Directions for this task
Can you print every one of the lines below word for word, with nothing changed?

--- BEGIN Data extract ---

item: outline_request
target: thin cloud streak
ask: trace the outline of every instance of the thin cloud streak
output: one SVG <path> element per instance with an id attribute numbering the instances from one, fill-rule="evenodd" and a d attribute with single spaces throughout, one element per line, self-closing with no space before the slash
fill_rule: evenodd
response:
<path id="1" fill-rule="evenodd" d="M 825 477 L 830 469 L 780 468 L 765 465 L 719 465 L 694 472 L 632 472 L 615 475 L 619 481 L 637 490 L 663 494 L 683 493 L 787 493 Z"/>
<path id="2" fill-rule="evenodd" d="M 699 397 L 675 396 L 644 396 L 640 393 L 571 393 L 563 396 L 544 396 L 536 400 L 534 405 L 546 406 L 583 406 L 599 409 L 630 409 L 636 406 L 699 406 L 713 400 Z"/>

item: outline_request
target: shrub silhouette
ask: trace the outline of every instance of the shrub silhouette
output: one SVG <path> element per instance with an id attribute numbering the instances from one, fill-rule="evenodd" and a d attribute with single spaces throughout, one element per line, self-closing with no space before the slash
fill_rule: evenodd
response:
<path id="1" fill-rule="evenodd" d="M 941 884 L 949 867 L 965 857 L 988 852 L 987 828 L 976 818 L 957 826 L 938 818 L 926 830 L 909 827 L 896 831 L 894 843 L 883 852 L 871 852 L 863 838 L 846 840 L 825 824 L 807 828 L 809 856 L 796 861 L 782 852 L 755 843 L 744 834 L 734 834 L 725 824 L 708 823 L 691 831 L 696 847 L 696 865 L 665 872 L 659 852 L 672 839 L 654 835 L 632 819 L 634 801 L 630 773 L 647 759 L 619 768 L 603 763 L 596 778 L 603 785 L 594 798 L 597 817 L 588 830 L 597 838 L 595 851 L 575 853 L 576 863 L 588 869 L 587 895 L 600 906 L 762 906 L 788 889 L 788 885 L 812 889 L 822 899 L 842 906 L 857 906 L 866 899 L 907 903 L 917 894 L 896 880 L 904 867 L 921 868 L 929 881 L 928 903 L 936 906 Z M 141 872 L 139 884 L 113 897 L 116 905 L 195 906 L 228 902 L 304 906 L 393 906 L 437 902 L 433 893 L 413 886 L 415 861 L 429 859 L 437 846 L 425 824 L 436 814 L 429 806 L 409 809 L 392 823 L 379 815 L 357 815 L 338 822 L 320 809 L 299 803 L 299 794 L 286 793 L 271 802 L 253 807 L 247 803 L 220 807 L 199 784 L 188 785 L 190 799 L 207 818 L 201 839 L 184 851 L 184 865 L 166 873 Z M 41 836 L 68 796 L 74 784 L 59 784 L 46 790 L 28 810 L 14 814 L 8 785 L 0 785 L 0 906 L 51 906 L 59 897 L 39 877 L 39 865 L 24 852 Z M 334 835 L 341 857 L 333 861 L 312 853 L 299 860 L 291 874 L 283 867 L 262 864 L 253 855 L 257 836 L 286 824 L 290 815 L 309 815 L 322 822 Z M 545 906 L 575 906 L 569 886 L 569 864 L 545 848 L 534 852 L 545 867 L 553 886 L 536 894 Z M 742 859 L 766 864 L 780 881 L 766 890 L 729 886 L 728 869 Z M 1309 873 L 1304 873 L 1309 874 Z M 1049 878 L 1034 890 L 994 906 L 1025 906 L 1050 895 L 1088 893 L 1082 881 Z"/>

--- END Data extract ---

In response
item: outline_request
target: thin cloud streak
ask: trace the outline of every instance of the thin cloud streak
output: one SVG <path> element per instance with an id attribute numbering the instances from one, fill-rule="evenodd" and a d attribute with single spaces throughout, one element per line, self-closing with no space before the slash
fill_rule: evenodd
response:
<path id="1" fill-rule="evenodd" d="M 825 477 L 830 469 L 780 468 L 765 465 L 719 465 L 694 472 L 632 472 L 615 475 L 619 481 L 637 490 L 663 494 L 683 493 L 787 493 Z"/>
<path id="2" fill-rule="evenodd" d="M 699 397 L 675 396 L 644 396 L 640 393 L 571 393 L 563 396 L 544 396 L 536 400 L 534 405 L 546 406 L 583 406 L 599 409 L 630 409 L 636 406 L 699 406 L 713 400 Z"/>

item: outline_request
target: shrub silhouette
ask: trace the outline of every instance of the shrub silhouette
output: one SVG <path> element per instance with an id attribute numbering the instances from one, fill-rule="evenodd" and a d attribute with single spaces throughout, one element per line, self-closing with no space before the slash
fill_rule: evenodd
response:
<path id="1" fill-rule="evenodd" d="M 941 884 L 949 867 L 965 857 L 988 852 L 987 828 L 976 818 L 957 826 L 938 818 L 926 830 L 909 827 L 896 831 L 894 843 L 883 852 L 871 852 L 863 838 L 846 840 L 825 824 L 807 828 L 809 856 L 796 861 L 782 852 L 755 843 L 744 834 L 734 834 L 725 824 L 708 823 L 691 831 L 696 847 L 696 865 L 665 872 L 659 852 L 672 839 L 654 835 L 632 819 L 634 801 L 630 773 L 647 759 L 619 768 L 603 763 L 596 778 L 603 785 L 594 798 L 597 817 L 588 830 L 597 838 L 595 851 L 575 853 L 576 863 L 588 869 L 587 895 L 600 906 L 762 906 L 788 889 L 788 885 L 812 889 L 822 899 L 842 906 L 857 906 L 866 899 L 907 903 L 917 894 L 896 880 L 904 867 L 921 868 L 929 881 L 928 903 L 936 906 Z M 141 872 L 139 884 L 113 897 L 116 905 L 195 906 L 228 902 L 304 906 L 393 906 L 437 902 L 433 893 L 413 886 L 415 861 L 429 859 L 437 846 L 425 824 L 436 814 L 429 806 L 409 809 L 392 823 L 379 815 L 357 815 L 338 822 L 320 809 L 299 803 L 299 794 L 286 793 L 271 802 L 253 807 L 247 803 L 220 807 L 199 784 L 188 785 L 190 799 L 207 818 L 201 839 L 184 851 L 184 865 L 166 873 Z M 41 836 L 68 796 L 74 784 L 59 784 L 46 790 L 28 810 L 14 814 L 8 785 L 0 785 L 0 906 L 51 906 L 59 897 L 39 877 L 39 865 L 24 852 Z M 334 835 L 341 857 L 333 861 L 312 853 L 299 860 L 291 874 L 283 867 L 262 864 L 253 855 L 257 836 L 286 824 L 290 815 L 309 815 L 322 822 Z M 545 906 L 575 906 L 569 886 L 569 864 L 545 848 L 534 852 L 545 867 L 553 886 L 536 894 Z M 742 859 L 766 864 L 780 881 L 766 890 L 729 886 L 728 869 Z M 1309 873 L 1304 873 L 1309 874 Z M 1049 878 L 1034 890 L 994 906 L 1025 906 L 1050 895 L 1088 893 L 1082 881 Z"/>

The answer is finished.